● Task goal
Can you copy out every one of the records below word for word, keeping each line unchanged?

● The data
######

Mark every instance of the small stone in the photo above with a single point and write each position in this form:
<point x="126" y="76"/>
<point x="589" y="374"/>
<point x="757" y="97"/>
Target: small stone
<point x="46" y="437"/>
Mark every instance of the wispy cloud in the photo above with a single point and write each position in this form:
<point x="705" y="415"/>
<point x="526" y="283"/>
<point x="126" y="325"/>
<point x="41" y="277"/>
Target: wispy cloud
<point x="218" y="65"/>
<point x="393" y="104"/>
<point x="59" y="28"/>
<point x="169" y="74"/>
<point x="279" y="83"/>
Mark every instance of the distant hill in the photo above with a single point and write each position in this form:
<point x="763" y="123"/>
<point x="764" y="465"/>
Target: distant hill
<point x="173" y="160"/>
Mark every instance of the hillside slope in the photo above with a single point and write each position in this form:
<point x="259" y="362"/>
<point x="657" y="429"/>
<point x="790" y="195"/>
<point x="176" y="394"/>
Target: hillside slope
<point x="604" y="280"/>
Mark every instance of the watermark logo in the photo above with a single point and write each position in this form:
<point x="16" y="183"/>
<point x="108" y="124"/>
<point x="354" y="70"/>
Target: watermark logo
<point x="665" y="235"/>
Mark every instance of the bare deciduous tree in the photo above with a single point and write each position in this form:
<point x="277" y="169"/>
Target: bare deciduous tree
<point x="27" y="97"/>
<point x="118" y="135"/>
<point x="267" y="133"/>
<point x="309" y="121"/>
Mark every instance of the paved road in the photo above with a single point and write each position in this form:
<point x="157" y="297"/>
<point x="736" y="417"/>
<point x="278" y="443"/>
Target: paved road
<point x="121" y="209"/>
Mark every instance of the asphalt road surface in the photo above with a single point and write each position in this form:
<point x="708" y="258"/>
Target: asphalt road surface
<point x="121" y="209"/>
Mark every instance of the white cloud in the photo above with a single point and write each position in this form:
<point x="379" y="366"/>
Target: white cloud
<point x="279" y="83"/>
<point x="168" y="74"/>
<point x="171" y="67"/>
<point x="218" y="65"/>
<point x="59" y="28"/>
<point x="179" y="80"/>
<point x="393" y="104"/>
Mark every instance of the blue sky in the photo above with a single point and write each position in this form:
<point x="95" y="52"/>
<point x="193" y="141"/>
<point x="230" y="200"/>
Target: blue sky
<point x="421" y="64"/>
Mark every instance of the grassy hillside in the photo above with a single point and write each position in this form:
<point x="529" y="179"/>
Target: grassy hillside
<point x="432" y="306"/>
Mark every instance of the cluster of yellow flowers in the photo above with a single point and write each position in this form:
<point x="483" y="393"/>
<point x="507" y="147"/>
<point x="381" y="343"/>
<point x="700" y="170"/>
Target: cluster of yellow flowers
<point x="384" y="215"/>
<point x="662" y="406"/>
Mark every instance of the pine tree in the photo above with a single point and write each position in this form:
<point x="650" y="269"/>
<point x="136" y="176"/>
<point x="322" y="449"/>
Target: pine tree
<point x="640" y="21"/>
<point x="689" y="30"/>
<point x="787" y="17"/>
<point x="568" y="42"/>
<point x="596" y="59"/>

######

● Exercise solution
Mark every instance of the small stone in the photo above with a single point and write each position in this form:
<point x="126" y="76"/>
<point x="589" y="374"/>
<point x="757" y="97"/>
Target: small stone
<point x="46" y="437"/>
Mark every instance of the wispy cloud in the photo above with a single point and write each position in this form:
<point x="705" y="415"/>
<point x="526" y="283"/>
<point x="126" y="325"/>
<point x="41" y="277"/>
Target: wispy cloud
<point x="218" y="65"/>
<point x="393" y="104"/>
<point x="59" y="28"/>
<point x="169" y="74"/>
<point x="279" y="83"/>
Mark every instance of the distant hill in the photo above with a single point and write each position in this form:
<point x="763" y="123"/>
<point x="764" y="465"/>
Target: distant hill
<point x="173" y="160"/>
Mark every instance of the hillside slope in the photo above with a single point and write each position in this form:
<point x="259" y="362"/>
<point x="657" y="429"/>
<point x="790" y="195"/>
<point x="176" y="394"/>
Target: hillside slope
<point x="604" y="280"/>
Mark every instance of the watermark logo in the photo above with a single point and write each position in this form:
<point x="16" y="183"/>
<point x="108" y="124"/>
<point x="354" y="70"/>
Target: watermark logo
<point x="665" y="235"/>
Mark every instance of the bare deciduous tree in the photo above with a single point and write each position in this form:
<point x="277" y="169"/>
Target: bare deciduous tree
<point x="27" y="97"/>
<point x="118" y="135"/>
<point x="267" y="133"/>
<point x="309" y="121"/>
Mark every instance of the paved road in the photo above with a single point and write each position in this form:
<point x="157" y="297"/>
<point x="736" y="417"/>
<point x="278" y="443"/>
Target: paved road
<point x="121" y="209"/>
Mark every instance of the asphalt road surface in the photo above with a single point and write each position in this form:
<point x="708" y="258"/>
Target: asphalt road surface
<point x="121" y="209"/>
Mark every instance of the white cloud in the photo above with a single point and write each position in this form:
<point x="379" y="366"/>
Target: white cloud
<point x="279" y="83"/>
<point x="168" y="74"/>
<point x="171" y="67"/>
<point x="218" y="65"/>
<point x="59" y="28"/>
<point x="179" y="80"/>
<point x="393" y="104"/>
Mark every instance of the blue sky in the photo above with a single point and write each position in this form:
<point x="95" y="52"/>
<point x="193" y="141"/>
<point x="230" y="200"/>
Target: blue sky
<point x="421" y="64"/>
Mark every instance of the grassy hillside in the photo above with a single point and write each position in this form:
<point x="529" y="179"/>
Target: grassy hillside
<point x="432" y="306"/>
Mark every instance of the cluster of yellow flowers in the photo above with a single point and write each position in this form:
<point x="483" y="393"/>
<point x="507" y="147"/>
<point x="381" y="343"/>
<point x="700" y="170"/>
Target: cluster of yellow flowers
<point x="384" y="215"/>
<point x="662" y="406"/>
Mark every instance of the pine tree in the photo above with a single point and write each position in this form:
<point x="650" y="269"/>
<point x="136" y="176"/>
<point x="322" y="449"/>
Target: pine tree
<point x="640" y="21"/>
<point x="689" y="30"/>
<point x="787" y="17"/>
<point x="568" y="42"/>
<point x="596" y="59"/>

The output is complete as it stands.